■ **WHAT THIS TASK INVOLVES**:
Rewrite the entries below, replacing "newlines" with "line breaks" everywhere it appears and keeping everything else the same.

■ **PROVIDED MATERIAL**:
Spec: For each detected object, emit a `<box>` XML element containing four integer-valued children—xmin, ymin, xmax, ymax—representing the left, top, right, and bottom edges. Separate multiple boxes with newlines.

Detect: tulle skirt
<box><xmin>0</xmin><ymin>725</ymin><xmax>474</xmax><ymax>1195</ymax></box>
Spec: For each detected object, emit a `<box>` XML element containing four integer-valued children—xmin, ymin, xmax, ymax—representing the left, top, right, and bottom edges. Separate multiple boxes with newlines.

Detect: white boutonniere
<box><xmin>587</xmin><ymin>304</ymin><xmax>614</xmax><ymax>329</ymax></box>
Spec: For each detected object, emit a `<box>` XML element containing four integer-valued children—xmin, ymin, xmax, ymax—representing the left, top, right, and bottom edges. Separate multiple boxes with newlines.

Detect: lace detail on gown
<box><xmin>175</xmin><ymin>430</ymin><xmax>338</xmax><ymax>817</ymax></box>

■ **TASK RESULT**:
Spec: For each detected object, emit a `<box>` XML element containing four integer-valued children—xmin, ymin, xmax, ymax—representing the left, top, right, and bottom edges. Separate multiple boxes with line breaks.

Detect: tulle skirt
<box><xmin>0</xmin><ymin>725</ymin><xmax>474</xmax><ymax>1195</ymax></box>
Spec: For each detected object, emit a `<box>` XML element containing four integer-valued children—xmin, ymin, xmax, ymax—representing the left, top, right, and bottom edges. Separate multiple boxes with line breaks.

Detect: white boutonniere
<box><xmin>587</xmin><ymin>304</ymin><xmax>614</xmax><ymax>329</ymax></box>
Spec: For each detected object, emit a `<box>` XML element containing four integer-valued children—xmin, ymin, xmax, ymax—representing the left, top, right, and bottom edges. Separate multiple boxes with line breaks.

Detect: lace detail on gown
<box><xmin>175</xmin><ymin>430</ymin><xmax>338</xmax><ymax>817</ymax></box>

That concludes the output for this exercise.